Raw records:
────
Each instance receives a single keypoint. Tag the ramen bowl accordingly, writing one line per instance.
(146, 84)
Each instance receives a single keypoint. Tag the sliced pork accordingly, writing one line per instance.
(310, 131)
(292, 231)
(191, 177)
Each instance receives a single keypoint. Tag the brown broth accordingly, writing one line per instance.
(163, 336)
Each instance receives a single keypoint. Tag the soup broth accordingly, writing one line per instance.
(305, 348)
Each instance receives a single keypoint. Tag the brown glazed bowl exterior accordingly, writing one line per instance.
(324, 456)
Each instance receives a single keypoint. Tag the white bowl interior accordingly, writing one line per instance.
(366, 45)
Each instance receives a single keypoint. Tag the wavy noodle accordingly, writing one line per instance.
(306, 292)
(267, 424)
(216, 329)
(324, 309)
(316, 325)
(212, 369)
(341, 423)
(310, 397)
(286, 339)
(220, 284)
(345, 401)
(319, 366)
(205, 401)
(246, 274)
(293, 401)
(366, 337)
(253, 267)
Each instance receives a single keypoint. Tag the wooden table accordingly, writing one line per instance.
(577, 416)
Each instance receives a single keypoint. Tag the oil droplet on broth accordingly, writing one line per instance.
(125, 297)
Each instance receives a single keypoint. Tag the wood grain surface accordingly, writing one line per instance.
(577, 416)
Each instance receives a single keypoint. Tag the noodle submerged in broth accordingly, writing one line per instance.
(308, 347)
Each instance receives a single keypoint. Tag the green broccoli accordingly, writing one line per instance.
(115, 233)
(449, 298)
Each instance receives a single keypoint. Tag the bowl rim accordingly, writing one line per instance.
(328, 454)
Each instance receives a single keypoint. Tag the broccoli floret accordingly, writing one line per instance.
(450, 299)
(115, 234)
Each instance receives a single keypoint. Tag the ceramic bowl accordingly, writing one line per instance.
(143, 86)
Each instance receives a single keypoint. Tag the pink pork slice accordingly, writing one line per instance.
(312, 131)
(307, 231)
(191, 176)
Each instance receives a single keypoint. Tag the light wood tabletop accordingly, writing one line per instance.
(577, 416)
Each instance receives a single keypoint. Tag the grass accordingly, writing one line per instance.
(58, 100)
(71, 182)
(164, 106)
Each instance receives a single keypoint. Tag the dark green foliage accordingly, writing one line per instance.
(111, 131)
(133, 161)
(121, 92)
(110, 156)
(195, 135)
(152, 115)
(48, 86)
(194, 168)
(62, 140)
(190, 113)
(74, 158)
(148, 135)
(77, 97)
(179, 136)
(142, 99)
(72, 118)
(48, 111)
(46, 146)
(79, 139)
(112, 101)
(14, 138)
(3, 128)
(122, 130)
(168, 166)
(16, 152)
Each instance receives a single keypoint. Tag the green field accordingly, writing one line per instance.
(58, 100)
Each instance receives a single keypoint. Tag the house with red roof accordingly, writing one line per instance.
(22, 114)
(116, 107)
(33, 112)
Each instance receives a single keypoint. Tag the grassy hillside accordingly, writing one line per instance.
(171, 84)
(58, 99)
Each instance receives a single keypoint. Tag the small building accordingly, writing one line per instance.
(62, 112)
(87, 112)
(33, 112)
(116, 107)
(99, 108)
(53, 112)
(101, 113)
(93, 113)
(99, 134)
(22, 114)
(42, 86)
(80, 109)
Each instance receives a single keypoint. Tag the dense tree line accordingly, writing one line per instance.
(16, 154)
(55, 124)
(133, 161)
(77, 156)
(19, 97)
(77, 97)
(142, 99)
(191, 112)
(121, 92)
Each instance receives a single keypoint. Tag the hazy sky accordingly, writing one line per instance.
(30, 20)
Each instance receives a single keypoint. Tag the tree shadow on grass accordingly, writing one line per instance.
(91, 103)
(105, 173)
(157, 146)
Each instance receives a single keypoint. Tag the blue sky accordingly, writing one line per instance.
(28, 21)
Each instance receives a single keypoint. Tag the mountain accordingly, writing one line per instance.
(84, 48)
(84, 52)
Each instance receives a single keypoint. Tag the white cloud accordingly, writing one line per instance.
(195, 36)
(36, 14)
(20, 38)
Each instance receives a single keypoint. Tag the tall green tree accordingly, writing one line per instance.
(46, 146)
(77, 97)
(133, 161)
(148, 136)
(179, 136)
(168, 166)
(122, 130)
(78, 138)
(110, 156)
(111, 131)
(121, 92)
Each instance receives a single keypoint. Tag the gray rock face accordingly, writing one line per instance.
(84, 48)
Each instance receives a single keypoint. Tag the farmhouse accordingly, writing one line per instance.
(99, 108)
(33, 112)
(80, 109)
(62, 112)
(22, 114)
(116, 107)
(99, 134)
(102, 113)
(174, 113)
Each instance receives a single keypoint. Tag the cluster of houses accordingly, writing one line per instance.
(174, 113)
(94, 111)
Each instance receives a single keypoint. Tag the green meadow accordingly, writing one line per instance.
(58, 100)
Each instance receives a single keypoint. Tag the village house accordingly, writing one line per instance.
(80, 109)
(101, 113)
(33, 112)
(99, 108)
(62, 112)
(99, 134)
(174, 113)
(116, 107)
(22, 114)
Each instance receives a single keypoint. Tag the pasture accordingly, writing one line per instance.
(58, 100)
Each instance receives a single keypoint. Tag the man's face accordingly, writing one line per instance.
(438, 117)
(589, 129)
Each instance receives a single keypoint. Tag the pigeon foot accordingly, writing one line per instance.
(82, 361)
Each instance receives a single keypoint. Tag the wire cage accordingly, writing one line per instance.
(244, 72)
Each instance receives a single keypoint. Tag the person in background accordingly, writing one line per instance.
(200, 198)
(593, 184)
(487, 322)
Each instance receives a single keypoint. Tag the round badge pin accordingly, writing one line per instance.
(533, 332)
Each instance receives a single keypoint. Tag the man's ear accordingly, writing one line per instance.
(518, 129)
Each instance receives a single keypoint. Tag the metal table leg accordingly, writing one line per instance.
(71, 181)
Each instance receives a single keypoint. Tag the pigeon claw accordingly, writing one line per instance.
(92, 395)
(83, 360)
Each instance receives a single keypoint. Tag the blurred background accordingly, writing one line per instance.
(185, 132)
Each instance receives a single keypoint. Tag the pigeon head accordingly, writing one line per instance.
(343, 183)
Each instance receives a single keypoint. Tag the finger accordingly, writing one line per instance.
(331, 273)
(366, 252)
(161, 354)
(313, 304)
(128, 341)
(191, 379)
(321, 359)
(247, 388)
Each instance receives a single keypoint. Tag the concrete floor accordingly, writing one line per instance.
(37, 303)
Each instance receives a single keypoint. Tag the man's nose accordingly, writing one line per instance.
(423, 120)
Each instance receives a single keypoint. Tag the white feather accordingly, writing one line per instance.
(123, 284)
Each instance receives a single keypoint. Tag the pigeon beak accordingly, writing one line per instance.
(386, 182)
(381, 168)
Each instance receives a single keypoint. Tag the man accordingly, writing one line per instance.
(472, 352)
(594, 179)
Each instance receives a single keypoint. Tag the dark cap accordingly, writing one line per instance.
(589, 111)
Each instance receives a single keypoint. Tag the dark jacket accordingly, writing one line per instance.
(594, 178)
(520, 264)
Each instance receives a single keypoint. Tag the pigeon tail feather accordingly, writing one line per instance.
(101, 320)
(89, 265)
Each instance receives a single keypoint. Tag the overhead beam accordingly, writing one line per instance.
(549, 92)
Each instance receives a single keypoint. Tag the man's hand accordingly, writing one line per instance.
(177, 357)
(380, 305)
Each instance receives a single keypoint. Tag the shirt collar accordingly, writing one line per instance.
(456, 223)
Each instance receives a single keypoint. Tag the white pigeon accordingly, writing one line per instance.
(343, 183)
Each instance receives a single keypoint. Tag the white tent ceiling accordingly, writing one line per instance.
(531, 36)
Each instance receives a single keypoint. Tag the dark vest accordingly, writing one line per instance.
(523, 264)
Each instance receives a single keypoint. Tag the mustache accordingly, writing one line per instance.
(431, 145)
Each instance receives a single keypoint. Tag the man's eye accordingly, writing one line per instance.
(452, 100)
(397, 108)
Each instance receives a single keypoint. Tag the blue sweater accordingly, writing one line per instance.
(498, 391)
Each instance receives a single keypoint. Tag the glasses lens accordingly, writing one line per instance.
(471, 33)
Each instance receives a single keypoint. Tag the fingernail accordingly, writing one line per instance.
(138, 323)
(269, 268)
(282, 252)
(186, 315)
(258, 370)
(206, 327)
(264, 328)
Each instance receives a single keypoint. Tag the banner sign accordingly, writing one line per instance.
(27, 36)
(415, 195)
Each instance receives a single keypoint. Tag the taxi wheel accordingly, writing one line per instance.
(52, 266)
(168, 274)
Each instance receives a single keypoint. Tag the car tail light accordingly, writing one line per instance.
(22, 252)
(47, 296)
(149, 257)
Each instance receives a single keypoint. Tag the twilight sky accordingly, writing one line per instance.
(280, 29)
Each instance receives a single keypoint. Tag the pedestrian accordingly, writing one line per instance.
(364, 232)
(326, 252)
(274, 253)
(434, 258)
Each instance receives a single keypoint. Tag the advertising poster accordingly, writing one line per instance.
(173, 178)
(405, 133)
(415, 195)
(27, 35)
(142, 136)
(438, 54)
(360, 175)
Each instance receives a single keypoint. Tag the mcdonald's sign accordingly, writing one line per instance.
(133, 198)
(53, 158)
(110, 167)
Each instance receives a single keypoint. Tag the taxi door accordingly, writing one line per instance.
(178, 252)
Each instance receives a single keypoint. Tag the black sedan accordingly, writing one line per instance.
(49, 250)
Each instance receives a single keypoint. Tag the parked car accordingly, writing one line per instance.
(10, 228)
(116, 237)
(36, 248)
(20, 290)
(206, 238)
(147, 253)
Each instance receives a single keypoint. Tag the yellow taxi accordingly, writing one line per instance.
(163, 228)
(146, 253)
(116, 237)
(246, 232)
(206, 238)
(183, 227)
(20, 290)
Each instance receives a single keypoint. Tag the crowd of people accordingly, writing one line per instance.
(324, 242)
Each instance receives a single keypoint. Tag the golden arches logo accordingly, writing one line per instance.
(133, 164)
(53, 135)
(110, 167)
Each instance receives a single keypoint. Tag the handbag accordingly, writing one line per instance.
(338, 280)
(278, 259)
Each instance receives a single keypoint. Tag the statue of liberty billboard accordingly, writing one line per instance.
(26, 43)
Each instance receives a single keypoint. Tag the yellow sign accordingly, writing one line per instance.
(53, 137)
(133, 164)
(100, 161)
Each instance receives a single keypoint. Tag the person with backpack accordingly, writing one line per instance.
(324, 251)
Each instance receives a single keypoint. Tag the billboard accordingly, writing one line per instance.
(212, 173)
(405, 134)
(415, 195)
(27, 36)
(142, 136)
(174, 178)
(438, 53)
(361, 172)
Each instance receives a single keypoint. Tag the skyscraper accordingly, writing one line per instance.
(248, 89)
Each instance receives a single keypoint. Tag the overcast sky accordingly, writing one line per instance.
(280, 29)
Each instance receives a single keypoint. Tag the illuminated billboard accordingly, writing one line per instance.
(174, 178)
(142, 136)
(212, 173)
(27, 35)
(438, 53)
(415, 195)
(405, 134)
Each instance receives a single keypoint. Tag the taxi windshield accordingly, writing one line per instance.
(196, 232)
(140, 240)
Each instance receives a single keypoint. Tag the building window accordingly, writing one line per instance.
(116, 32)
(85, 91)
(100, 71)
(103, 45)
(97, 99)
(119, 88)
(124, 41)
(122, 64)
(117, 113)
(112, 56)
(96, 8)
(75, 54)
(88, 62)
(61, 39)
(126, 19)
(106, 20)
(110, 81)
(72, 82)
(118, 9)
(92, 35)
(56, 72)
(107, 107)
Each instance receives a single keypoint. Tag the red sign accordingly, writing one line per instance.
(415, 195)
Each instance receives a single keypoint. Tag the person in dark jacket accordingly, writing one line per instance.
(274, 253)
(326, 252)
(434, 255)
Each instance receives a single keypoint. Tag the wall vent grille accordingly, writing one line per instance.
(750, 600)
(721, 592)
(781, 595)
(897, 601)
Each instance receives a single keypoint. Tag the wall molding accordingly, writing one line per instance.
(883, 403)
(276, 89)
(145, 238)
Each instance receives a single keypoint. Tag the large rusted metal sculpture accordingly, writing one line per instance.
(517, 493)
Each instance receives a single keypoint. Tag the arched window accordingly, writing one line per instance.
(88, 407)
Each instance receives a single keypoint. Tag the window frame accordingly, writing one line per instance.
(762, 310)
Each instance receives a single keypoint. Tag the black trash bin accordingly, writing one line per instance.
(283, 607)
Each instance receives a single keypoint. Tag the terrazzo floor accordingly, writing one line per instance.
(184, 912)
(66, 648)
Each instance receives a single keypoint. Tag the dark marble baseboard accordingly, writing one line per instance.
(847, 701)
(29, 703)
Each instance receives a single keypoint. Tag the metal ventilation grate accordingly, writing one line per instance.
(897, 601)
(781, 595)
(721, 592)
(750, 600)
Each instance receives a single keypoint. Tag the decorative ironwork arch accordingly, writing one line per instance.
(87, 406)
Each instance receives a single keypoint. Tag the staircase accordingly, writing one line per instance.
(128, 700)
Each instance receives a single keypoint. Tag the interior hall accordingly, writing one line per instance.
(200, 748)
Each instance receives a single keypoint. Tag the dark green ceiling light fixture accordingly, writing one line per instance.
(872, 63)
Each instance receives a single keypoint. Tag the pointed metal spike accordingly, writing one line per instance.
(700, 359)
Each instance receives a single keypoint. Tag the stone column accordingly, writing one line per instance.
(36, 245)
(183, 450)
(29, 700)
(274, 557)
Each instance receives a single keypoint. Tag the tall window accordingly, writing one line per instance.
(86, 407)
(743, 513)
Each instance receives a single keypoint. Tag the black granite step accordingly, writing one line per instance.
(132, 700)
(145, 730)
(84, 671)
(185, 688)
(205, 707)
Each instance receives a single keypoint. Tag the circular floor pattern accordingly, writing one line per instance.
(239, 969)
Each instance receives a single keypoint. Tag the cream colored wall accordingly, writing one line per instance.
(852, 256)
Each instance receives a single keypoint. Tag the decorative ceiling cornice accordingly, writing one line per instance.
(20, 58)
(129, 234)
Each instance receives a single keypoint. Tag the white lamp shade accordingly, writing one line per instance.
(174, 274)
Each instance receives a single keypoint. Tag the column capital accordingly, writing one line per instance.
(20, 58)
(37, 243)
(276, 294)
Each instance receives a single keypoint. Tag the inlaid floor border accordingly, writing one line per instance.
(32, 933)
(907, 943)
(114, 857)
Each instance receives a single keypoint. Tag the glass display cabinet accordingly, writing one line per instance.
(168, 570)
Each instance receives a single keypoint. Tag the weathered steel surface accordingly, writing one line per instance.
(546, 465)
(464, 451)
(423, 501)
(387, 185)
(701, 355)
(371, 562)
────
● **WHAT THE TASK REQUIRES**: Quote only the lines from the one containing "Each instance receives a single keypoint. Tag the stone" through the final line of the records, with both ends included.

● **ANSWER TO THE PROBLEM**:
Each instance receives a single keypoint. Tag the stone column accordingly, writing one line per instance.
(36, 245)
(183, 450)
(29, 700)
(274, 557)
Each instance receives a single keypoint. Tag the tall window accordingly, writing one line per instance.
(86, 407)
(743, 513)
Each instance receives a single keypoint. Tag the black granite step accordingly, writing one line per instance.
(132, 700)
(145, 730)
(84, 671)
(185, 688)
(205, 707)
Each instance receives a single keypoint. Tag the circular floor pattern accordingly, writing one line per instance.
(239, 969)
Each instance receives a single keypoint. Tag the cream colored wall accordingly, writing one line per instance.
(852, 256)
Each instance receives a single keypoint. Tag the decorative ceiling cornice accordingly, writing one line per instance.
(20, 58)
(129, 234)
Each instance receives a single keypoint. Tag the white lamp shade accordingly, writing one line per instance.
(174, 274)
Each instance receives a single keypoint. Tag the column capital accordingly, writing one line per instance.
(20, 58)
(37, 243)
(276, 294)
Each instance receives a single keypoint. Tag the inlaid floor border accordingly, writing one line per instance.
(32, 933)
(907, 943)
(114, 857)
Each instance receives a single keypoint. Tag the glass display cabinet accordingly, writing one line per instance.
(168, 570)
Each instance receives a single keypoint. Tag the weathered steel surface accordingly, writing one line per instance.
(546, 465)
(464, 451)
(423, 501)
(387, 185)
(701, 355)
(371, 562)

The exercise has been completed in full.